■ Exercise inputs:
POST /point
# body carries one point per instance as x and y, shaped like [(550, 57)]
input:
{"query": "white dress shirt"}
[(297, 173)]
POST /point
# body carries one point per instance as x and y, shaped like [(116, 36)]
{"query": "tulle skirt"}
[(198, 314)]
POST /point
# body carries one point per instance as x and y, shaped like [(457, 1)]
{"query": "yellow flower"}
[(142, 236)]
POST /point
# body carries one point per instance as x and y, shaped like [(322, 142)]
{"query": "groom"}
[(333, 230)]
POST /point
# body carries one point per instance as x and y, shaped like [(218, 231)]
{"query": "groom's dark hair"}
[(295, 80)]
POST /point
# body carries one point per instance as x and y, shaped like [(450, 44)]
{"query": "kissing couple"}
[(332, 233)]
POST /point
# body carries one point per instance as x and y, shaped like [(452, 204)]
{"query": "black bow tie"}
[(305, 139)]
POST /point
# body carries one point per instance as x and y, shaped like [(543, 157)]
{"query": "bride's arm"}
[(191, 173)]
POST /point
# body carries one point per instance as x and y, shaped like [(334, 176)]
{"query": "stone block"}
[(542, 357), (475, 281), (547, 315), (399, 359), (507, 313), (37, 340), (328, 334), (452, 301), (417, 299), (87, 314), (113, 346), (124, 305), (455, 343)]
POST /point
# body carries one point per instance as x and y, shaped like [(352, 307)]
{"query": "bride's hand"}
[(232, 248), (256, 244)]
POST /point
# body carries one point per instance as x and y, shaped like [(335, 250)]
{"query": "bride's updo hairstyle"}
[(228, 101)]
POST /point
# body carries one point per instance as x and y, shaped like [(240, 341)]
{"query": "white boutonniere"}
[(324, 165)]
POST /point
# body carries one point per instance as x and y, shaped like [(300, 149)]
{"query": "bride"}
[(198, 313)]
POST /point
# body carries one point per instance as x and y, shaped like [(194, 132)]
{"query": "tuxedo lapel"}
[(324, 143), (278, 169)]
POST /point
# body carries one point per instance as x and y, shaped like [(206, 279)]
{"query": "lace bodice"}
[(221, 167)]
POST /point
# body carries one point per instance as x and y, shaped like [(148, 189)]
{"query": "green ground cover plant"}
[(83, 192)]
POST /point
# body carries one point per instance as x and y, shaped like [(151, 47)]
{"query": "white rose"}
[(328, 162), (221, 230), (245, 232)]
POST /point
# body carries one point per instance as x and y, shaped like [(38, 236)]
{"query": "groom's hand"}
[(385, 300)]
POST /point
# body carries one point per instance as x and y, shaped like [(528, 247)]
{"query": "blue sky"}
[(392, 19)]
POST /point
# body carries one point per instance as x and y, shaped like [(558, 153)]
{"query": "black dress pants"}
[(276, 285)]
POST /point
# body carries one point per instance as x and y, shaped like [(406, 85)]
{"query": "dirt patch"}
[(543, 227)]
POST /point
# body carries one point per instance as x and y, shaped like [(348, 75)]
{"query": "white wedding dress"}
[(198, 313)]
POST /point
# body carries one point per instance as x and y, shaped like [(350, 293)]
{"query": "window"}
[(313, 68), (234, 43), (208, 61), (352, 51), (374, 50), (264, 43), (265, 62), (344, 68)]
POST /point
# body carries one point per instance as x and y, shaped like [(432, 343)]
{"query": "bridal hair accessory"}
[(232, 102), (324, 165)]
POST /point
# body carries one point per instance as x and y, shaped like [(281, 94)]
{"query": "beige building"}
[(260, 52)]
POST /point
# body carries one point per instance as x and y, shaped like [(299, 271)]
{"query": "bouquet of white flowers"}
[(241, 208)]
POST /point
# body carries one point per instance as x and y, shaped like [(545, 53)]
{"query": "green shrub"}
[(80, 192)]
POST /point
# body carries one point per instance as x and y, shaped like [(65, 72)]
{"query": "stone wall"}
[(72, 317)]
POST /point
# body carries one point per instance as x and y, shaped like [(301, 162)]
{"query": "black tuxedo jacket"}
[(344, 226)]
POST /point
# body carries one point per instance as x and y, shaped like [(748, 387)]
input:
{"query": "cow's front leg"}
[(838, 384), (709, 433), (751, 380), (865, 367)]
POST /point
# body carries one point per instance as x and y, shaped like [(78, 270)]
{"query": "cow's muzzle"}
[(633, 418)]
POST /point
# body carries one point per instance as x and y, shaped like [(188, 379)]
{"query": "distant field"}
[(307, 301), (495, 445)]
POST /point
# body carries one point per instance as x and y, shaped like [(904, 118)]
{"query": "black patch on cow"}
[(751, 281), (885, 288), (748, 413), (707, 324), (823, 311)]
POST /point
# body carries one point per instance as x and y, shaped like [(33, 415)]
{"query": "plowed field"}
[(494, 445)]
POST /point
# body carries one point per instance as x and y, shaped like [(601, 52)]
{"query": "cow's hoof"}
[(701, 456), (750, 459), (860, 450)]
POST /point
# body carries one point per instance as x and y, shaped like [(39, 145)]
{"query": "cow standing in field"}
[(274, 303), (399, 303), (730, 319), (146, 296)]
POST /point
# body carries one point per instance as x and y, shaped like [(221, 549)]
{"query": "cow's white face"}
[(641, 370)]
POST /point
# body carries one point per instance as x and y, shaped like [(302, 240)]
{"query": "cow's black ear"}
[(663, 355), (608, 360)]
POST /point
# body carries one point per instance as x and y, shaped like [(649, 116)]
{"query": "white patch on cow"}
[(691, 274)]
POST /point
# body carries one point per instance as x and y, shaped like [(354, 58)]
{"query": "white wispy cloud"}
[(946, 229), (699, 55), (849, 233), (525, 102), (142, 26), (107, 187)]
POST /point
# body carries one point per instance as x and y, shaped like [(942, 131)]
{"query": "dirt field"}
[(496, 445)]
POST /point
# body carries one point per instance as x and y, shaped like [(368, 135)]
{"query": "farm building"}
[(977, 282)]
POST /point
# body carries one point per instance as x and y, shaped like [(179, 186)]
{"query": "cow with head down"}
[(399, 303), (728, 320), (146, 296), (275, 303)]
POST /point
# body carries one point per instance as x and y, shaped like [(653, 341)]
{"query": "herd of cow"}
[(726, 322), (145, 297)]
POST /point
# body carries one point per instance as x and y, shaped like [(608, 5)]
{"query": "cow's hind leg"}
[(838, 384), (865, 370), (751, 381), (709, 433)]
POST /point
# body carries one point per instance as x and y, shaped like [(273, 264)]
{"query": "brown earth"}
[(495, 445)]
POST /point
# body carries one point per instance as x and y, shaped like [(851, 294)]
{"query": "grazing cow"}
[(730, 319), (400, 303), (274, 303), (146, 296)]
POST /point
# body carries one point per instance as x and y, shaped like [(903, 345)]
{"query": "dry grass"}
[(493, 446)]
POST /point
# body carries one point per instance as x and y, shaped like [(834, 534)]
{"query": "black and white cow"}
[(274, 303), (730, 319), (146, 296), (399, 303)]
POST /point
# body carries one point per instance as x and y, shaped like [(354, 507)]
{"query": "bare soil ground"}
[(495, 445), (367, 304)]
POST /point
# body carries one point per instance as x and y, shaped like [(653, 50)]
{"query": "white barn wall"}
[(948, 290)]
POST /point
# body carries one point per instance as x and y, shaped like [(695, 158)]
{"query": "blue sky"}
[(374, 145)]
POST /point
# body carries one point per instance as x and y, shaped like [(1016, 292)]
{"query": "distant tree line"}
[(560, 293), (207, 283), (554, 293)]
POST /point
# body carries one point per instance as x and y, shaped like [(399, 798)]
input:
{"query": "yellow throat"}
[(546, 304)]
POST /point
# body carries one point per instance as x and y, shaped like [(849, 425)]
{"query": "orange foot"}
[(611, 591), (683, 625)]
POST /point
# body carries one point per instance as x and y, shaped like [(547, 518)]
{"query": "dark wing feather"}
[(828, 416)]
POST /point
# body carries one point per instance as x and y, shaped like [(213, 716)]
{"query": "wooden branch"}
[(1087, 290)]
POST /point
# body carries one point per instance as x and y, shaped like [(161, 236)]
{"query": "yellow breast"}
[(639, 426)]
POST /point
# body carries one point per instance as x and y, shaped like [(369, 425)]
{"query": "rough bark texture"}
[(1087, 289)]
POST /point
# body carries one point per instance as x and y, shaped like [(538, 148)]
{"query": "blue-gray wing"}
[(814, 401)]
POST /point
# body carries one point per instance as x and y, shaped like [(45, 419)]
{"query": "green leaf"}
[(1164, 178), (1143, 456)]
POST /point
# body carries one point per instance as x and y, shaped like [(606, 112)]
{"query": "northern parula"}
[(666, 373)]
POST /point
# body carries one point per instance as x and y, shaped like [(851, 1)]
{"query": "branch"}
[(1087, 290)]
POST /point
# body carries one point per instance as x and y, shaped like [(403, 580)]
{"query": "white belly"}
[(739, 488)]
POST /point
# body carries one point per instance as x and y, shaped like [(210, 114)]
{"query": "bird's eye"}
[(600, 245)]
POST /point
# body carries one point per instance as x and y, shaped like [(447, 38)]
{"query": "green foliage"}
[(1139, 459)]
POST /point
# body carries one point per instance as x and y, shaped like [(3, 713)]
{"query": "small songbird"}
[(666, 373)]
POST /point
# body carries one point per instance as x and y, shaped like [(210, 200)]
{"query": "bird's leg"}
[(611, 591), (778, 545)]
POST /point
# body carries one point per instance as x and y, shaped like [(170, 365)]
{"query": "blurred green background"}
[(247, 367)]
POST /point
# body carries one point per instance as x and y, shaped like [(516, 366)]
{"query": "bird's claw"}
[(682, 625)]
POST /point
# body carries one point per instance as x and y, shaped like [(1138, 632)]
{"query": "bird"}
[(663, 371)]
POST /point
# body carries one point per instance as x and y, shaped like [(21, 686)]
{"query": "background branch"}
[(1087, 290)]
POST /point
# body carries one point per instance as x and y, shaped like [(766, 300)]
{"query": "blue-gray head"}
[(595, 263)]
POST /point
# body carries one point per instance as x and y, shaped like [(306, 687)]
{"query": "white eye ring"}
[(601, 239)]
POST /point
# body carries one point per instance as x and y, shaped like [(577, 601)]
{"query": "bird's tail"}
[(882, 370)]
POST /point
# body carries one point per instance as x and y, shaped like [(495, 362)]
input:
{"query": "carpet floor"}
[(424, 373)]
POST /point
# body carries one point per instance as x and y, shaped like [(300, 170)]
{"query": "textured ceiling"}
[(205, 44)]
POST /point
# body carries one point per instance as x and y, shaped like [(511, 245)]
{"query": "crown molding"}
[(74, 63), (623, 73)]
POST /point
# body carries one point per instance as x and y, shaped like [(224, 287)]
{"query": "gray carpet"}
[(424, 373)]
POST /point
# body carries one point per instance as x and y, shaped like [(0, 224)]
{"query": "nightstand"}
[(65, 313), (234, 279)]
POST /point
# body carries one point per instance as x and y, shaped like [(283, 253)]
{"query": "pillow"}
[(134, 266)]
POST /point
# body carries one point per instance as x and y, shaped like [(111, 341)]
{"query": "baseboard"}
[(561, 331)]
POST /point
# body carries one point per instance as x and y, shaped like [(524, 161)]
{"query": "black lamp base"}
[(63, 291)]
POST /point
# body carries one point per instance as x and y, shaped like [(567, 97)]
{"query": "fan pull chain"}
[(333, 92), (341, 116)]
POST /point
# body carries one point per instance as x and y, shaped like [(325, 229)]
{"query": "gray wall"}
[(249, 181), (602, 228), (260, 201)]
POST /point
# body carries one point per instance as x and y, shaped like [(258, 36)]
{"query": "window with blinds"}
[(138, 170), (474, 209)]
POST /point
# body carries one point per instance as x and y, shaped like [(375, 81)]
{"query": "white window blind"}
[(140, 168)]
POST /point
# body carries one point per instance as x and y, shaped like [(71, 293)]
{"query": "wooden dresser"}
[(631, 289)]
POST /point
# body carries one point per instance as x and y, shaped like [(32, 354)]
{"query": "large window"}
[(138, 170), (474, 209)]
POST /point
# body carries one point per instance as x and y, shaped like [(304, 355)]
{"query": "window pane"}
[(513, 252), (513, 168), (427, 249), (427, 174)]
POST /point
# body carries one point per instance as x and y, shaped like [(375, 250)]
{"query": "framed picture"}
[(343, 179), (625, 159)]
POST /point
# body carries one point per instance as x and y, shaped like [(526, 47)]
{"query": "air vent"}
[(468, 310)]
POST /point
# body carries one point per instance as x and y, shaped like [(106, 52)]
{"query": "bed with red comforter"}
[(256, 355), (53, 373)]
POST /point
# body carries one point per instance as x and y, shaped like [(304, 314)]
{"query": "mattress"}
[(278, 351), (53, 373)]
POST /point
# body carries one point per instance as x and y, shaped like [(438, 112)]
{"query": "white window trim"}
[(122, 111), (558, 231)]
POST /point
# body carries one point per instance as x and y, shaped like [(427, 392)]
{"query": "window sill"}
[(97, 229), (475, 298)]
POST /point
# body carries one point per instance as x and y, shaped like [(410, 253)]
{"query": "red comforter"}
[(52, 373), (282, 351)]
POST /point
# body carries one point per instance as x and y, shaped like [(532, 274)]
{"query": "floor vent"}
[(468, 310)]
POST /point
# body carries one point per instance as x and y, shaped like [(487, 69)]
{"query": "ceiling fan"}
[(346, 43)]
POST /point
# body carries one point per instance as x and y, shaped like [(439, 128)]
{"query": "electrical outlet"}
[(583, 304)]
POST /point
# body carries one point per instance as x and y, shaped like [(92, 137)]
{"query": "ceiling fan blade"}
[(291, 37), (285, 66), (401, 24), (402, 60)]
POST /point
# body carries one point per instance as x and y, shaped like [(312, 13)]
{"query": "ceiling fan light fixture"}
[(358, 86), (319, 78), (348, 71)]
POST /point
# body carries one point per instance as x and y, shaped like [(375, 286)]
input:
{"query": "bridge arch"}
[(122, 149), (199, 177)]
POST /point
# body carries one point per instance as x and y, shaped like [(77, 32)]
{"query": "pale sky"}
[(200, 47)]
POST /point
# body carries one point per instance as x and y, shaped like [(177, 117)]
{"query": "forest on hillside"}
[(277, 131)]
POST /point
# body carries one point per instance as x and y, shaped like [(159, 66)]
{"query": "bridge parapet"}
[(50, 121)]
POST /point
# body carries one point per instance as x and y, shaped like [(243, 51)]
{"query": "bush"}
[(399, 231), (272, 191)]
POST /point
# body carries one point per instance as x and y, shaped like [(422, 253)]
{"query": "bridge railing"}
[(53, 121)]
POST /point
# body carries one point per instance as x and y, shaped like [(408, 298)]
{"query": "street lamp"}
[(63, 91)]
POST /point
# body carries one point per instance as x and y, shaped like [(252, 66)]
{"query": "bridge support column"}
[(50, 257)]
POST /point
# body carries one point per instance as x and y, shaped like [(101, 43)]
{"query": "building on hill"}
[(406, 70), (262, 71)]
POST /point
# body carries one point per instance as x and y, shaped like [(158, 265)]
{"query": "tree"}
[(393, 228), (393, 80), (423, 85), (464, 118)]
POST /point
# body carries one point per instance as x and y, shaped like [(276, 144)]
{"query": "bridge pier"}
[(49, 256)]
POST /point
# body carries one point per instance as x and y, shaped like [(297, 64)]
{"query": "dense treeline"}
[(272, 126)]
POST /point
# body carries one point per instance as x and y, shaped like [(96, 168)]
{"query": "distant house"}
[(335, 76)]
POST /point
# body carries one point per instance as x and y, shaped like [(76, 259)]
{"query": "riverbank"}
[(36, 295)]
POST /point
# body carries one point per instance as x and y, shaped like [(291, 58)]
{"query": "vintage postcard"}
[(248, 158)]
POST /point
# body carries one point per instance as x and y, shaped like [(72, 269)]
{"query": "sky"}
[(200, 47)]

■ Required action: Retype the entries exactly from the first line, stopping after the line with "like [(151, 47)]".

■ Output of the task:
POST /point
# body carries one point per instance as x and y, shaped like [(550, 57)]
input:
{"query": "white dress shirt"}
[(297, 173)]
POST /point
# body carries one point per instance as x and y, shaped like [(116, 36)]
{"query": "tulle skirt"}
[(198, 314)]
POST /point
# body carries one point per instance as x and y, shaped like [(457, 1)]
{"query": "yellow flower"}
[(142, 236)]
POST /point
# body carries one point per instance as x and y, shaped like [(322, 142)]
{"query": "groom"}
[(333, 230)]
POST /point
# body carries one point per instance as x and y, shaped like [(218, 231)]
{"query": "groom's dark hair"}
[(295, 80)]
POST /point
# body carries one point per instance as x and y, shaped like [(450, 44)]
{"query": "kissing couple"}
[(332, 233)]
POST /point
# body carries one point per instance as x and y, shaped like [(452, 204)]
{"query": "black bow tie"}
[(305, 139)]
POST /point
# body carries one point per instance as x and y, shaped like [(543, 157)]
{"query": "bride's arm"}
[(191, 173)]
POST /point
# body carries one point per instance as x and y, shaped like [(334, 176)]
{"query": "stone block"}
[(542, 357), (475, 281), (547, 315), (399, 359), (507, 313), (37, 340), (328, 334), (452, 301), (417, 299), (87, 314), (113, 346), (124, 305), (455, 343)]
POST /point
# body carries one point per instance as x and y, shaped like [(352, 307)]
{"query": "bride's hand"}
[(232, 248), (256, 244)]
POST /point
# body carries one point per instance as x and y, shaped like [(335, 250)]
{"query": "bride's updo hairstyle"}
[(228, 101)]
POST /point
# body carries one point per instance as x and y, shaped like [(240, 341)]
{"query": "white boutonniere"}
[(324, 165)]
POST /point
# body carries one point per instance as x and y, shaped like [(300, 149)]
{"query": "bride"}
[(198, 313)]
POST /point
# body carries one point per instance as x and y, shaped like [(194, 132)]
{"query": "tuxedo lapel"}
[(324, 143), (278, 169)]
POST /point
# body carries one point per instance as x and y, shaped like [(206, 279)]
{"query": "lace bodice"}
[(221, 167)]
POST /point
# body carries one point per instance as x and y, shaped like [(148, 189)]
{"query": "green ground cover plant"}
[(83, 192)]
POST /point
# body carries one point per instance as x and y, shaped like [(151, 47)]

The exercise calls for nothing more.